(Excerpts from point annotation data)
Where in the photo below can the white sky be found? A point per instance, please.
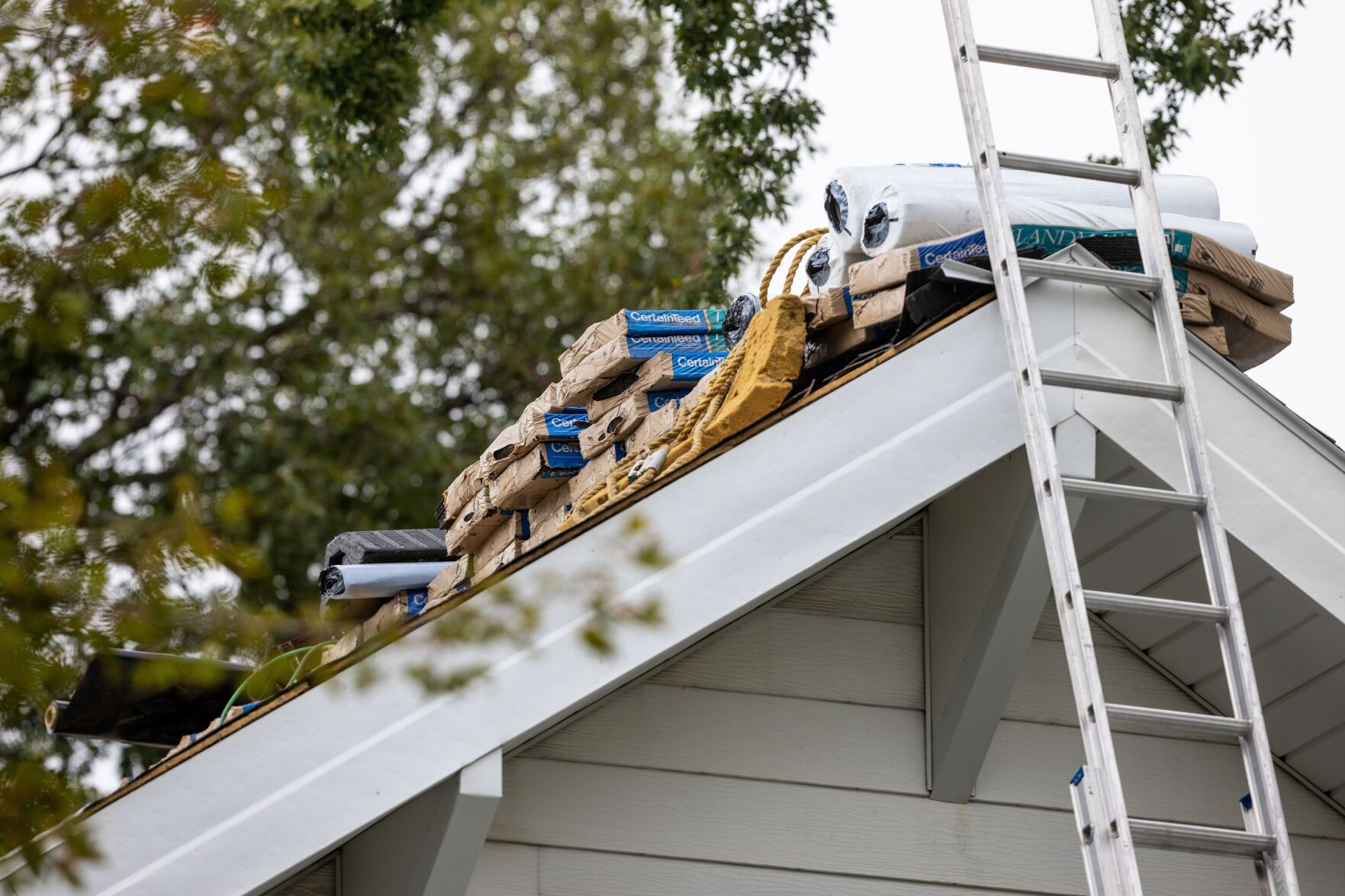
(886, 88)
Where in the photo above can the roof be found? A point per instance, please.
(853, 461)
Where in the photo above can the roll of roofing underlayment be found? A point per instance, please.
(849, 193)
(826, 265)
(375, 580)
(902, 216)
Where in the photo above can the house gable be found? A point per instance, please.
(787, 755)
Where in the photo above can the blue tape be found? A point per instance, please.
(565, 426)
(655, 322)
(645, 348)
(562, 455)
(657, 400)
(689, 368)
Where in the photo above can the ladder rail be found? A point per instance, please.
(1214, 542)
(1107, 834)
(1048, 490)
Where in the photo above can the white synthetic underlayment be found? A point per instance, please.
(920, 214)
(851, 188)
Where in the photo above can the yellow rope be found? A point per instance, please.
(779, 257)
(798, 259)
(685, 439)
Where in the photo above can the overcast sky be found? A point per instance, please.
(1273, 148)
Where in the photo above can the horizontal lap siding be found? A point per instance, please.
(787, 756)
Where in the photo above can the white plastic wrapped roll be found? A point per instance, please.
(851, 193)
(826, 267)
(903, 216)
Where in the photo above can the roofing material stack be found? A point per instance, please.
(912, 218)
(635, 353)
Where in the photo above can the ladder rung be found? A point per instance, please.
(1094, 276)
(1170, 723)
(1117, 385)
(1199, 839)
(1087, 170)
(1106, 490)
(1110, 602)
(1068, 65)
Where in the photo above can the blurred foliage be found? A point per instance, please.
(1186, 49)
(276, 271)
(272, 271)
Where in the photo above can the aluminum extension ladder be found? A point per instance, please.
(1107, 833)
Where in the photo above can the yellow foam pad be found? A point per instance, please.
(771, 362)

• THE TASK: Recast the records as a Markdown table with the columns Row and Line, starting at the line containing "Where in the photo above can the roofing" and continuing through the last line of the records. Give each line its own numbered row, and omit blank lines.

• FINISHED TASK:
| Row | Line |
|---|---|
| 1 | Where in the photo above can the roofing material stack be found? A point per instance, please. |
| 2 | (912, 218) |
| 3 | (635, 353) |
| 4 | Where in the photo above can the ladder rung be found? A point per instance, please. |
| 5 | (1094, 276) |
| 6 | (1170, 723) |
| 7 | (1117, 385) |
| 8 | (1199, 839) |
| 9 | (1087, 170) |
| 10 | (1106, 490) |
| 11 | (1110, 602) |
| 12 | (1068, 65) |
| 13 | Where in the photo above can the blurred foliage be found? A point per instance, please. |
| 14 | (1186, 49) |
| 15 | (276, 271) |
| 16 | (272, 271) |
| 17 | Where in the photo above can the aluminum extension ladder be found? A point per instance, please. |
| 18 | (1107, 833) |
| 19 | Where in the photo above can the yellow foam pad be found? A point per instance, please. |
| 20 | (771, 362) |